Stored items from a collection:
####################
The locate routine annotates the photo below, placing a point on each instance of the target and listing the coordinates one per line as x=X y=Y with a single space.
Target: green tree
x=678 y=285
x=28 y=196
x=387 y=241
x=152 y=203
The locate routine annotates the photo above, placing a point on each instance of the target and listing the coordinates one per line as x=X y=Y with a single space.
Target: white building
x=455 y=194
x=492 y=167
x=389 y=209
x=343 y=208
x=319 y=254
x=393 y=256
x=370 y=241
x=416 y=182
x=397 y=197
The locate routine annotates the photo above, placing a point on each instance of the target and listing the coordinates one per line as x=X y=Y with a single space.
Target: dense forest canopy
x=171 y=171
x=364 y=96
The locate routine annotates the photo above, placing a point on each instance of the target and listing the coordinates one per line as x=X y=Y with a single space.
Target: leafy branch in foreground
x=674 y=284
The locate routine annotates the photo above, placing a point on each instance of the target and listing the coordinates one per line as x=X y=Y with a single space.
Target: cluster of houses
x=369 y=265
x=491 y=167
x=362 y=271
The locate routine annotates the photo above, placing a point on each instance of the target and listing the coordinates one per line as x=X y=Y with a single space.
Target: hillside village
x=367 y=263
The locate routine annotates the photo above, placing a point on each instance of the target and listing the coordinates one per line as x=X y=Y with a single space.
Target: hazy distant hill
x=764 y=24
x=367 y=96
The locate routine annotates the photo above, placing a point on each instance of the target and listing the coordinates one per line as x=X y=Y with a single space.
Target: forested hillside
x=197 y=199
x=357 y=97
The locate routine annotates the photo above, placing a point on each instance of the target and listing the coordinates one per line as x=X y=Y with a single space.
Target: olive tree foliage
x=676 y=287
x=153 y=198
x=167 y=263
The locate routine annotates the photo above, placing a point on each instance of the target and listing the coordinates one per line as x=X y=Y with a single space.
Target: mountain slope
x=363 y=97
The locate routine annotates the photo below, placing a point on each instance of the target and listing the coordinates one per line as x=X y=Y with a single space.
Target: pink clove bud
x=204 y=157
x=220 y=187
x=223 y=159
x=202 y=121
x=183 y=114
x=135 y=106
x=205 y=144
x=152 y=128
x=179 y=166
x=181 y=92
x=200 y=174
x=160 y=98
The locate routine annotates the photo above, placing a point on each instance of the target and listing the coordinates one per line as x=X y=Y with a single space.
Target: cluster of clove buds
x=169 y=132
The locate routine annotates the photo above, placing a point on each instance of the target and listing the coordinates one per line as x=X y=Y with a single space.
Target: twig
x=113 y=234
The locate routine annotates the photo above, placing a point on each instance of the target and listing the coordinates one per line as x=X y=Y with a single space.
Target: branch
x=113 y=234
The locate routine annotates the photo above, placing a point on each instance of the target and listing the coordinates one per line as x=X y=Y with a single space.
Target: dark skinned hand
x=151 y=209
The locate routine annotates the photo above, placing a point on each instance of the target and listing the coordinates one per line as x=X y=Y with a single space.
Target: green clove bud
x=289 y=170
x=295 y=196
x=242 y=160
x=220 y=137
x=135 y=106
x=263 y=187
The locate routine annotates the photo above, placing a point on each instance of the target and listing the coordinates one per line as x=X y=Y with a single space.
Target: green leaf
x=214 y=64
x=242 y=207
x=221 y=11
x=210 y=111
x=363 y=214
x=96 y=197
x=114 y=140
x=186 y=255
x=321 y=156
####################
* [Problem details]: Please copy each record shown above exactly.

* [Answer area]:
The locate routine annotates the photo below, placing a point on each instance of the target and listing the coordinates one per line as x=X y=Y with a single space.
Target: green tree
x=678 y=285
x=28 y=196
x=387 y=241
x=152 y=203
The locate routine annotates the photo above, placing a point on each instance of the target and listing the coordinates one per line as x=X y=Y with a single space.
Target: white building
x=455 y=194
x=492 y=167
x=389 y=209
x=343 y=208
x=319 y=254
x=393 y=256
x=370 y=241
x=416 y=182
x=397 y=197
The locate routine annotates the photo above, placing a point on each instance of the target and listing the coordinates one per line as x=X y=Y with a single space.
Target: dense forest canopy
x=171 y=171
x=364 y=96
The locate routine annotates the photo above, placing a point on each instance of the target and listing the coordinates one per line as x=X y=Y with a single space.
Target: leafy branch in foreground
x=674 y=284
The locate routine annotates the photo above, placing a point on each instance of the target and listing the coordinates one per line as x=X y=Y with a single space.
Target: cluster of houses
x=369 y=265
x=491 y=167
x=362 y=271
The locate routine annotates the photo above, placing a point on each instance of the target and listing the coordinates one per line as x=X y=Y with a single space.
Target: hillside village
x=367 y=263
The locate routine annotates the photo above, placing a point on each instance of the target and listing the coordinates one per line as x=X y=Y with a single space.
Target: hazy distant hill
x=764 y=24
x=367 y=96
The locate routine annotates the photo above, placing a point on each instance of the target and listing the coordinates one per line as x=X y=Y with a single space.
Target: forested hillside
x=197 y=199
x=357 y=97
The locate routine annotates the photo above, placing a point on each instance of the target and listing the coordinates one per line as x=X y=Y with a single space.
Target: olive tree foliage
x=676 y=287
x=153 y=198
x=167 y=263
The locate routine annotates the photo above, placing a point on each instance of the target and listing the coordinates one per line as x=X y=Y with a single space.
Target: mountain slope
x=363 y=97
The locate routine annotates the photo below, placing a point on each instance of the target and listing the coordinates one per line as x=X y=Y with a single space.
Target: pink clove bud
x=204 y=157
x=220 y=187
x=223 y=159
x=202 y=121
x=183 y=114
x=135 y=106
x=205 y=144
x=152 y=128
x=179 y=166
x=181 y=92
x=200 y=174
x=160 y=98
The locate routine annotates the photo above, placing a point on each instance of the target and listing the coordinates one per line as x=X y=Y with a single space.
Target: cluster of clove buds
x=169 y=132
The locate routine annotates the photo above, placing a point on each instance of the target and listing the coordinates one per line as x=X y=Y with a single space.
Target: twig
x=113 y=234
The locate routine annotates the photo above, placing a point on each instance of the target and listing the coordinates one per line as x=X y=Y with a single space.
Target: branch
x=113 y=234
The locate routine annotates the photo above, placing a point on each instance of the target and listing the coordinates one per line as x=X y=Y with a single space.
Target: dark skinned hand
x=151 y=209
The locate routine annotates the photo above, placing a point on each instance of the target and listing the coordinates one per line as x=X y=Y with a single space.
Target: green clove bud
x=289 y=170
x=295 y=196
x=242 y=160
x=220 y=137
x=135 y=106
x=263 y=187
The locate routine annotates the photo above, placing a point on each instance of the target and listing the coordinates one per line as x=X y=Y with a single space.
Target: green leaf
x=214 y=64
x=242 y=207
x=221 y=11
x=210 y=111
x=363 y=214
x=96 y=197
x=114 y=140
x=186 y=255
x=321 y=156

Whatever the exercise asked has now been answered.